Orlando Vera wait continues; court pushes decision on bail to Friday

Orlando Vera

A ballistics examiner employed with the National Forensic Science Service is still awaiting the result of a second application for bail following his conviction for abetment to perverting the course of justice. Orlando Vera was jailed for two years by Chief Magistrate Ann-Marie Smith following trial in the Magistrate’s Court. He was recorded telling Belmopan businessman Michael Modiri that he could help him win his gun case by tampering with evidence to cause the prosecution’s case to crumble. Vera immediately planned an appeal to the Supreme Court. But the settling of the record of appeal was late and incomplete, and Vera’s attorney, Anthony Sylvestre, told us that his client should not have to wait out what will almost certainly be a delayed process before the inferior appeal is heard.

 

Anthony Sylvestre, Attorney for Orlando Vera

Anthony Sylvestre

“My submission basically to court was that: if you look at the record of appeal that was provided, there is a law, the Summary Jurisdiction (Procedure) Act, that says all records of court proceedings is supposed to be in the custody of the clerk of court. So when she prepared the record of appeal and that day’s proceedings was not present, it would have led or given one immediately the impression that she would not have necessarily had those day’s proceedings in her custody. So we came back to court and we made further arguments to say, look: based on what the law is – the clear provision of Section one-forty – and other developments, there really cannot be produced at this time, a regular record of appeal; that whatever is sought to be given would be irregular, which is to say that it would not be in accordance with the strict provision of the Summary Jurisdiction (Procedure) Act, in relation to how records of proceedings are to be kept and where they should be kept and who should have custody of them. This afternoon’s proceedings, we made submissions; the Crown requested a further adjournment and so the matter was further adjourned again. This point being made to the court is that when this matter first came up, there was this suggestion that this thing could be dealt with very quickly, and so a timeline of the tenth of July was set. Now clearly we have gone past that, because in addition to the fact that we, in our view, haven’t received a proper record of appeal, the tenth is next week Monday, and we would also, by virtue of the law, be entitled to an additional fourteen days to file grounds of appeal and take other steps; so clearly we’ve long gone past the tenth of July. And none of these issues which are affecting, which are delaying the hearing of the appeal, are caused by Mr. Vera, the appellant; so he should not be the one who ought to suffer the brunt of whatever administrative difficulties there may be in having everything being ready and being able to be fast-tracked as was put to the Supreme Court as way back as the eighth of June would have been the case.”

Requirements:
1. According to the Orlando Vera report, how long was Vera jailed for?
2. Repeat part of the Orlando Vera report word for word: begin at the words that have "Orlando Vera wait", and stop after "appeal is heard.".

Record set:
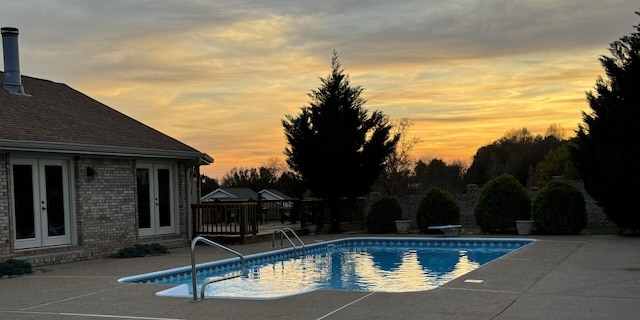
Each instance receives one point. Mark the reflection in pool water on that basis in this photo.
(355, 264)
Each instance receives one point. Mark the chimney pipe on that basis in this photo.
(12, 79)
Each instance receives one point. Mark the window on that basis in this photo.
(41, 202)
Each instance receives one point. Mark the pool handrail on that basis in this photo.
(283, 232)
(210, 280)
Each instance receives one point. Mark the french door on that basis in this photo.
(41, 202)
(156, 199)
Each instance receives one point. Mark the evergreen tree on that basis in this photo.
(335, 145)
(607, 144)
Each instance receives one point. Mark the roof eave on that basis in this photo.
(68, 148)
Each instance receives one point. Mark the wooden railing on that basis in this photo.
(225, 218)
(234, 218)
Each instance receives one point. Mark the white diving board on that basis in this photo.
(450, 230)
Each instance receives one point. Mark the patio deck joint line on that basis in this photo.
(76, 297)
(346, 305)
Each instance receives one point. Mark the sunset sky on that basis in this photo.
(221, 75)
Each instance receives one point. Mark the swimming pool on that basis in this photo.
(380, 264)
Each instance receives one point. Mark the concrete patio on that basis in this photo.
(557, 277)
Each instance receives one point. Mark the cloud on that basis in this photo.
(221, 75)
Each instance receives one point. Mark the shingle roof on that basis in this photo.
(53, 113)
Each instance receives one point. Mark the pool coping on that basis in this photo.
(182, 290)
(557, 277)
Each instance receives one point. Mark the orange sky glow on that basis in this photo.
(221, 75)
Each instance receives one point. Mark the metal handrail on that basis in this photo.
(283, 232)
(210, 280)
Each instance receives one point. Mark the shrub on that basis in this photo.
(503, 200)
(559, 208)
(438, 207)
(141, 250)
(14, 267)
(382, 215)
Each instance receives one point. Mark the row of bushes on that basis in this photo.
(559, 208)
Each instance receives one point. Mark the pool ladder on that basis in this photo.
(283, 234)
(210, 280)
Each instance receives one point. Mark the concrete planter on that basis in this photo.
(402, 226)
(524, 226)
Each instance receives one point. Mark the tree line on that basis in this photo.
(337, 149)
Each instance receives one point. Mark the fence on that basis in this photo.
(233, 218)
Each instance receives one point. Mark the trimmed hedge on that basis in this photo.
(503, 200)
(438, 207)
(14, 267)
(382, 216)
(559, 208)
(141, 250)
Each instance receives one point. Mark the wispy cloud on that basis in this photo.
(221, 75)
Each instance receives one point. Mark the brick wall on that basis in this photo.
(468, 200)
(105, 205)
(105, 218)
(5, 229)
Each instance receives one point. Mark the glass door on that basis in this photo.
(156, 199)
(41, 202)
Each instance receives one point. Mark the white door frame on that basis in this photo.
(157, 202)
(43, 234)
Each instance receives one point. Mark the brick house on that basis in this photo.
(80, 180)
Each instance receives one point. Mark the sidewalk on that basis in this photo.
(557, 277)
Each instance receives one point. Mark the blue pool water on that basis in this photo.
(355, 264)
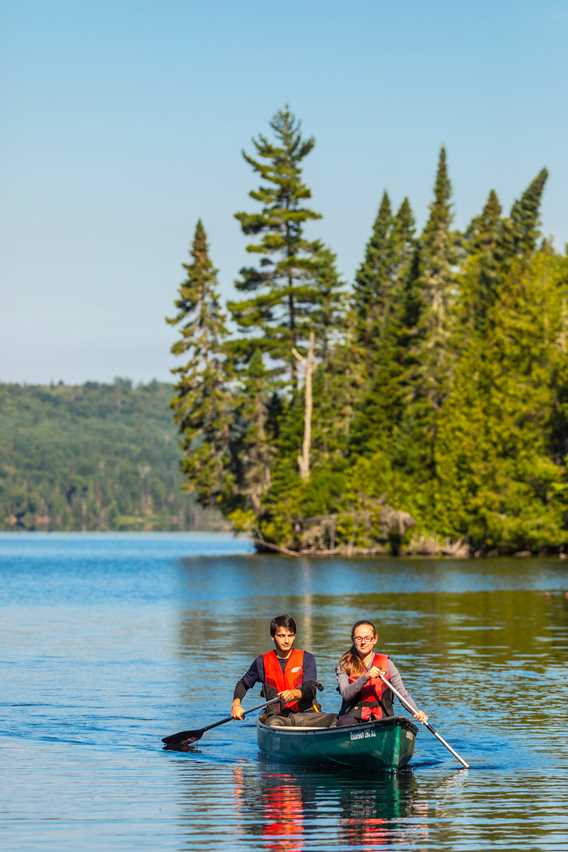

Exercise responses:
1. Two years.

2.
Orlando Vera wait continues; court pushes decision on bail to Friday

Orlando Vera

A ballistics examiner employed with the National Forensic Science Service is still awaiting the result of a second application for bail following his conviction for abetment to perverting the course of justice. Orlando Vera was jailed for two years by Chief Magistrate Ann-Marie Smith following trial in the Magistrate’s Court. He was recorded telling Belmopan businessman Michael Modiri that he could help him win his gun case by tampering with evidence to cause the prosecution’s case to crumble. Vera immediately planned an appeal to the Supreme Court. But the settling of the record of appeal was late and incomplete, and Vera’s attorney, Anthony Sylvestre, told us that his client should not have to wait out what will almost certainly be a delayed process before the inferior appeal is heard.